Existem HQs e HQs. Algumas não fazem diferença nenhuma no mercado ou sequer na vida de alguém. Outras, por outro lado conseguem fazer essas duas coisas de forma bastante eficiente. É o caso de Maus – O diário de um sobrevivente, uma Hq biográfico-metalingúistica que fala dos horrores da guerra, do conflito de gerações, da difícil relação entre um pai e um filho, mostra os humanos como animais (em todos os sentidos) e traz um olhar mais profundo sobre as relações humanas e suas atitudes frente àquilo que não podem controlar.
Quando Marcelo Soares fez o post sobre Retalhos e os quadrinhos biográficos, lembrei que estava devendo essa resenha já fazia um tempo. Não o fiz, não por preguiça nem falta de tempo (embora estes fatores possam ter contribuído), mas sim porque fazer resenha para uma HQ como essa é uma grande responsabilidade.
Maus é uma HQ difícil de descrever. Assim como todas as obras que se tornam cânones dentro de um segmento específico, Maus funciona em tantos níveis quanto for possível para o leitor analisar, o que faz com que a obra tenha peso, mas também torna muito difícil uma análise imparcial.
Isso porque Maus trabalha com diversos temas, alguns óbvios, outros nem tanto, que tocam profundamente o leitor em algum momento (se não em todos). E, quando uma história chega nesse ponto, nós fomos capturados. E o envolvimento emocional dificulta a capacidade de julgamento. Mesmo assim, vou tentar ser o mais imparcial possível nesta resenha.
Maus é uma hq que, para ser bem analisada, precisa ser desconstruída para ser entendida. Então, vamos ao contexto histórico.
Art Spiegelman é um dos grandes quadrinistas do underground americano. Judeu, descendente de poloneses, teve pais que estiveram no centro da Segunda Guerra Mundial, mas nunca teve sequer um vislumbre do que foi este momento na vida deles, uma vez que nasceu muito tempo depois destes acontecimentos. Spiegelman sempre teve uma relação difícil com seu pai desde criança, o que piorou quando adulto, ainda mais quando sua mãe morreu. Mesmo tendo seu pai casado com outra mulher, nunca houve uma melhora e eles nunca tiveram um relacionamento que Art pudesse chamar de um relacionamento pai/filho.
Já que não chegou perto de conhecer os horrores da Guerra, Art Spiegelman decidiu escrever sobre o que seu pai havia passado durante o período, desde o início da Segunda Guerra até o fim, passando pelo turbulento período em Auschwitz. No entanto, conforme foi retratando o que seu pai contava, Spiegelman pôde também perceber que a difícil relação entre eles não poderia ficar de fora da história. Então decidiu que hq não seria sobre a história de seu pai, e sim sobre a história dele ouvindo a história do pai durante a Segunda Guerra, num contexto metalingüístico explorado de forma sutil na maior parte do tempo, mas ainda assim impossível de ser ignorada. Destaque para o momento em que Spiegelman se vê acuado pela grande receptividade do primeiro volume de sua HQ e o que isso provoca nele.

▶ [Enunciado 1]:
Segundo o primeiro parágrafo da resenha sobre Maus, de que essa HQ fala, o que ela mostra e o que ela traz? Relacione todos os itens apontados.
▶ [Enunciado 2]:
Continue a resenha sobre Maus, começando logo após a última frase apresentada.

▶ [Material]:
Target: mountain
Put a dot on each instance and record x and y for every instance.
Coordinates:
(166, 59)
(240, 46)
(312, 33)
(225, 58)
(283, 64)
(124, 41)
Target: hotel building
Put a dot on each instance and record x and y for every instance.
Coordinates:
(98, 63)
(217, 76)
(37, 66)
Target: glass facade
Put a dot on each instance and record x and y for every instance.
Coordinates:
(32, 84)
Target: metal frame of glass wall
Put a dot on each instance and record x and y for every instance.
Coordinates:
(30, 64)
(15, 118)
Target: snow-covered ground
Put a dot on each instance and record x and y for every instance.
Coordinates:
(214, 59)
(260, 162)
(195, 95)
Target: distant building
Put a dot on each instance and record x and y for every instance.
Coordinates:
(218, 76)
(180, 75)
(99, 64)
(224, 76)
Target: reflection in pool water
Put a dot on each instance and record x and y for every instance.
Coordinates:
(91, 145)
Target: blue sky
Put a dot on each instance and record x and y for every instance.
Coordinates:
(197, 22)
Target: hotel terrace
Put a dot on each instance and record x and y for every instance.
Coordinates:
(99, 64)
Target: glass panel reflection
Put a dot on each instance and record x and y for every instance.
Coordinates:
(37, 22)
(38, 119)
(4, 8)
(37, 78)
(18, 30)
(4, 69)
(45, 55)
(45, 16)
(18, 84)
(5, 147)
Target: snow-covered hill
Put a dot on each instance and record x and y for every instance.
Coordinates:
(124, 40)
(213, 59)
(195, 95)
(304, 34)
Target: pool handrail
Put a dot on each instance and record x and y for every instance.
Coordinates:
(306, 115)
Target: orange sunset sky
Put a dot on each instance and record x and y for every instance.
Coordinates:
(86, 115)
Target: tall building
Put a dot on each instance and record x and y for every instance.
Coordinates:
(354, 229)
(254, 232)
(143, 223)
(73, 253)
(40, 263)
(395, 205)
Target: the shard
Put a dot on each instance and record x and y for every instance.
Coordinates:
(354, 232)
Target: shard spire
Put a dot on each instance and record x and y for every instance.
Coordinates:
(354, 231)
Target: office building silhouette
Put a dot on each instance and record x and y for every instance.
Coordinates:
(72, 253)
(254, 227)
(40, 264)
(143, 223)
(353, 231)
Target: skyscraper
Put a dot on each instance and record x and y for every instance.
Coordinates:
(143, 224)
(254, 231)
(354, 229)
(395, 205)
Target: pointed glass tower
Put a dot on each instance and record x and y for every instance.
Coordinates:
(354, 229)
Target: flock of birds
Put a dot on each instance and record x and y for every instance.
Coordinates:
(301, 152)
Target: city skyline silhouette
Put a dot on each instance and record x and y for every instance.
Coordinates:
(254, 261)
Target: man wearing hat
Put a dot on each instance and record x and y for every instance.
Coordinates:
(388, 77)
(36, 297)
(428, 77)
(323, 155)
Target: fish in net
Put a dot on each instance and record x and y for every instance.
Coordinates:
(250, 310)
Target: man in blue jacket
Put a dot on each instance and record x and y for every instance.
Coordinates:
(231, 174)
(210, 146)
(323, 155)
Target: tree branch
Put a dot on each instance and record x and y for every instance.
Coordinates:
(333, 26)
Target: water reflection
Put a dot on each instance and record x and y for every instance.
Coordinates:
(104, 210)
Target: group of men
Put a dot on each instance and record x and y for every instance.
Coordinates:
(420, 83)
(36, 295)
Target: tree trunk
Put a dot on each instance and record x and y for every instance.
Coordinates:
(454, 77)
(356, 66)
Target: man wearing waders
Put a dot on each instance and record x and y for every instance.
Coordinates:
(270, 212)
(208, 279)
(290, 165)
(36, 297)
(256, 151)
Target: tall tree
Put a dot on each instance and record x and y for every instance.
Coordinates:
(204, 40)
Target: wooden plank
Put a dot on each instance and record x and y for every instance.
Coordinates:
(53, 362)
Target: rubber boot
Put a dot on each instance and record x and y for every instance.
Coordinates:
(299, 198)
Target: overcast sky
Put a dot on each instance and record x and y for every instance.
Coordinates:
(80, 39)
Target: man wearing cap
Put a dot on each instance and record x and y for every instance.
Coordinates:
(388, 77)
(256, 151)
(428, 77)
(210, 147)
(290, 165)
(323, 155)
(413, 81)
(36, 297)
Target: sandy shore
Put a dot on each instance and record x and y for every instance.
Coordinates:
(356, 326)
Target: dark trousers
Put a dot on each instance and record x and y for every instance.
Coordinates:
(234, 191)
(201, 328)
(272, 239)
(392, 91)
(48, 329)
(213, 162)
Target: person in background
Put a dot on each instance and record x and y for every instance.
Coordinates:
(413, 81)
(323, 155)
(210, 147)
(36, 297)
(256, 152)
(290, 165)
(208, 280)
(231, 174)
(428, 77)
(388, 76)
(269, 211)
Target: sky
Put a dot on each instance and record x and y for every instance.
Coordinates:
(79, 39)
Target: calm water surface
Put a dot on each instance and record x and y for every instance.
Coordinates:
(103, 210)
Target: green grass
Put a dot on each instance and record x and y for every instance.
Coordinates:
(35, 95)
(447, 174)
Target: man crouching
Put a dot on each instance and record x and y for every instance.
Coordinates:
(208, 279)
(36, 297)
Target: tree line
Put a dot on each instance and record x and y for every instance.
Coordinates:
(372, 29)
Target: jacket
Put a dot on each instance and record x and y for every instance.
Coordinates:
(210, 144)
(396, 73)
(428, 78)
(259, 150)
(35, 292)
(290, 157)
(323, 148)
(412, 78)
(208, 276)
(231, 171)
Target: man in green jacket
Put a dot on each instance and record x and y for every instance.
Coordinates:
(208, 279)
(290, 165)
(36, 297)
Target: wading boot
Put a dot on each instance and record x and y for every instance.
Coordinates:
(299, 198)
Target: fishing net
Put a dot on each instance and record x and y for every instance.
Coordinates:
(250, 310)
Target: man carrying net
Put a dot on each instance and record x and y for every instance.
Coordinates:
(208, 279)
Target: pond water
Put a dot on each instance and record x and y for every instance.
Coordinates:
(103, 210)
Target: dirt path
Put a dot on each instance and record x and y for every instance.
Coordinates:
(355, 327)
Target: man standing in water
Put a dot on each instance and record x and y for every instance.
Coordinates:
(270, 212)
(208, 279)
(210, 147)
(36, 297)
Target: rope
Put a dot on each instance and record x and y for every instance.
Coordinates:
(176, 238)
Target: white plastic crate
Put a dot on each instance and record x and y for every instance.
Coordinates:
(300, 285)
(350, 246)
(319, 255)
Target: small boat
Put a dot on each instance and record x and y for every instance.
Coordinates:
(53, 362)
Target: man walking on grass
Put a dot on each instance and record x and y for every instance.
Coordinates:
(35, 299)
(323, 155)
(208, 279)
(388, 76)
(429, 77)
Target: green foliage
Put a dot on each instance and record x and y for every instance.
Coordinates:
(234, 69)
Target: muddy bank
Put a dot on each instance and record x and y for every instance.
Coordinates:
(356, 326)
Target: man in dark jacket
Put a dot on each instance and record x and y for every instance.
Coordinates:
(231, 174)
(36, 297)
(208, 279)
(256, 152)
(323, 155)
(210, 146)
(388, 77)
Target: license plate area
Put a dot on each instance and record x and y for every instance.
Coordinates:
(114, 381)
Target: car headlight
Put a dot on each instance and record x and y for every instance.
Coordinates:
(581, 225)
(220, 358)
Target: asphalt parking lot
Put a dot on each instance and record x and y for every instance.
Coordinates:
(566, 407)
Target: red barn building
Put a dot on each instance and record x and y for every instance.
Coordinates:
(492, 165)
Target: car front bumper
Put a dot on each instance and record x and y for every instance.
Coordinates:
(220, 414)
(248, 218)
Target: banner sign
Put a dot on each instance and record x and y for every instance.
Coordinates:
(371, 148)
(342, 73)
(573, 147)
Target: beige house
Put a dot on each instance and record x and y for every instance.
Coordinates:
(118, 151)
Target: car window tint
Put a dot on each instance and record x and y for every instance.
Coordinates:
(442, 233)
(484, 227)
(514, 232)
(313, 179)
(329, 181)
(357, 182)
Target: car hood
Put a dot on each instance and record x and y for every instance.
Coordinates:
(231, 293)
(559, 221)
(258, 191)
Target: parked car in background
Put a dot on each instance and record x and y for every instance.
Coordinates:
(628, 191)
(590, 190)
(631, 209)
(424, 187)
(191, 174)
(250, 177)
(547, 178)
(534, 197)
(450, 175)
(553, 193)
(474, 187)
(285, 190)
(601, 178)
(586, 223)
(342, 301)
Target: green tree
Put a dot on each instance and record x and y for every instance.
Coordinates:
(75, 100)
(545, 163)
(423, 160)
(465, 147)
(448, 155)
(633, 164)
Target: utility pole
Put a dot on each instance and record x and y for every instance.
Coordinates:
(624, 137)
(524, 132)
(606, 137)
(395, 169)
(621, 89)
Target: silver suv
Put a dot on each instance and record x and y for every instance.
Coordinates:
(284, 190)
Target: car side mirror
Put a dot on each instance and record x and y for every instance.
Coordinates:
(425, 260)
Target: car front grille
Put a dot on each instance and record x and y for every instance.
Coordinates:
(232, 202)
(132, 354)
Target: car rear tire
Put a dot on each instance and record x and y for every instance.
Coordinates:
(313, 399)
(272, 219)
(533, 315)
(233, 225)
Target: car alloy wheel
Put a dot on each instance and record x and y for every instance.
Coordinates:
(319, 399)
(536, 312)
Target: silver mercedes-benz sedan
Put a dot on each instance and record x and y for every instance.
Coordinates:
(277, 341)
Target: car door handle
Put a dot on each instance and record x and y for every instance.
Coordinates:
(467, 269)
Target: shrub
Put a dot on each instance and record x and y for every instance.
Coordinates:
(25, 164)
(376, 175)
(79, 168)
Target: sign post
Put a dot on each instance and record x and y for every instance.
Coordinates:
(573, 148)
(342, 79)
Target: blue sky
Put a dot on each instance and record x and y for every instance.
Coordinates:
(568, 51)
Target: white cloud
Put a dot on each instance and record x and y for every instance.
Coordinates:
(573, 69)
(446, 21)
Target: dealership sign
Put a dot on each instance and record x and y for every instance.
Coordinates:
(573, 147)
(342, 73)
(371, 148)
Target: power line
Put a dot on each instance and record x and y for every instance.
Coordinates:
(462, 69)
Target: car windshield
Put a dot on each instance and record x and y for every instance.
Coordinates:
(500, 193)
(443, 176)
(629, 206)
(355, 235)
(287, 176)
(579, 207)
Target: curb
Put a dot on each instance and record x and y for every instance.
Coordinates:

▶ [Resposta 1]:
- os horrores da guerra
- o conflito de gerações
- a difícil relação entre um pai e um filho
- os humanos como animais (em todos os sentidos)
- um olhar mais profundo sobre as relações humanas e suas atitudes frente àquilo que não podem controlar

▶ [Resposta 2]:
Outro ponto que merece destaque na criação da Graphic Novel é que, diferente do que poderia se imaginar em uma biografia, os personagens que vemos ali, apesar de homens, eram todos animais. Não (só) no sentido alegórico, mas também literal. Na HQ, cada “raça” era um animal diferente. Os poloneses foram retratados como porcos, os americanos como cães, uma cigana é desenhada como uma traça, os nazistas são gatos e os judeus, ratos. Essa antropomorfização na HQ toma um sentido muito mais profundo quando começamos a nos envolver na história e vamos percebendo as relações entre eles. Bem diferente da antropomorfização realizada pelos desenhos para atingir um público infantil, na obra de Spiegelman ela é usada para mostrar aquilo que nem sempre nós conseguimos perceber: Aquilo que somos, aquilo que achamos que somos ou aquilo que sentimos que somos em determinado momento. Aliás, os animais usados foram escolhidos não pelo que são realmente, mas pela idéia que nós, humanos, temos deles.
Pode-se pensar que fica mais fácil, ou mais tragável ler uma história sobre o holocausto com animais no lugar de pessoas, mas isso só deixa a narrativa ainda mais contundente e triste. O que vemos é uma história comovente, dura, cruel e humana, que nos faz refletir sobre palavras como sociedade, liberdade, crueldade. Humanidade. As sequências passadas na Segunda Guerra, apesar de muitas vezes omitir visualmente incidentes bastante violentos narrados pelo pai de Spiegelman, são fortes, tanto pelo contexto visual quanto pelo emocional. Em meio à isso, vamos aos poucos entendendo mais o complicado relacionamento entre Art Spiegelman e seu pai e vamos começando a conhecer ambos um pouco mais. A história também é bem detalhada, principalmente em sequências que mostram locais específicos, o que ajuda muito a entender como as coisas funcionavam naquela época.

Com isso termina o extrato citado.